◆ **Exercise objective**
Copy every record exactly, and keep the pictures out.

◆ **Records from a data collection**
######

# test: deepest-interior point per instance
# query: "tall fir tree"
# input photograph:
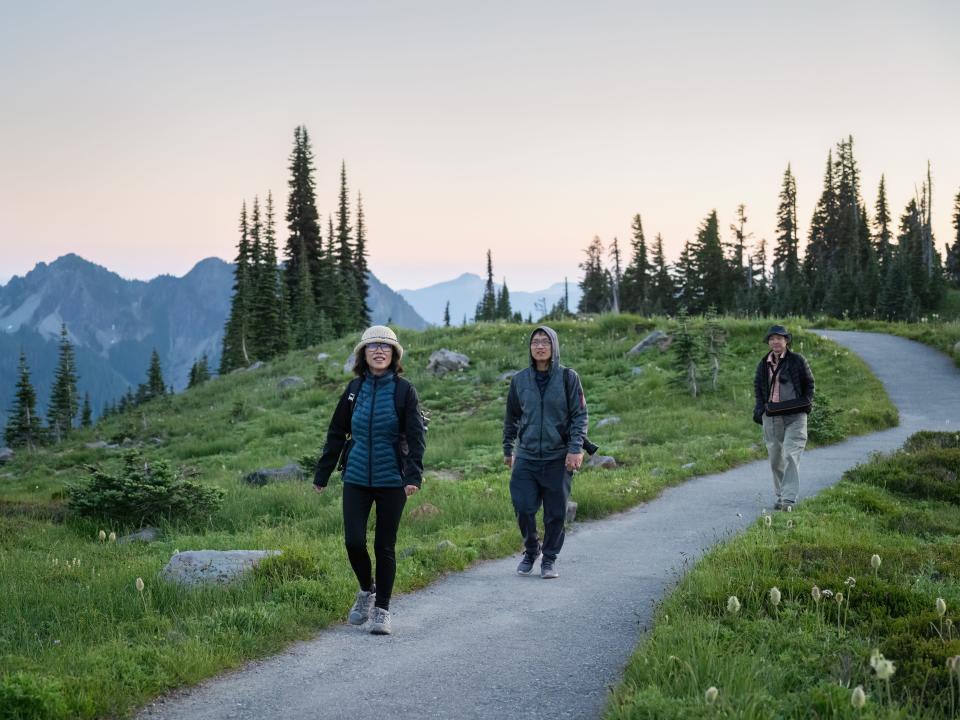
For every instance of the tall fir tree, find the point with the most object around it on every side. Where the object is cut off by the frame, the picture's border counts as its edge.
(64, 399)
(595, 297)
(361, 269)
(882, 233)
(662, 294)
(23, 424)
(487, 306)
(616, 276)
(303, 222)
(236, 350)
(346, 266)
(86, 412)
(635, 290)
(953, 253)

######

◆ **Answer**
# test: deepest-interior point per instance
# query: "tall fir tree"
# input photograph:
For every instance of the tall fir tree, find the point with the most object around it on every side. Where the object is cut off by the frame, the picture's border counts as its edge.
(64, 399)
(595, 297)
(361, 269)
(882, 233)
(662, 294)
(23, 424)
(487, 306)
(616, 276)
(303, 222)
(236, 350)
(346, 266)
(86, 412)
(635, 290)
(953, 253)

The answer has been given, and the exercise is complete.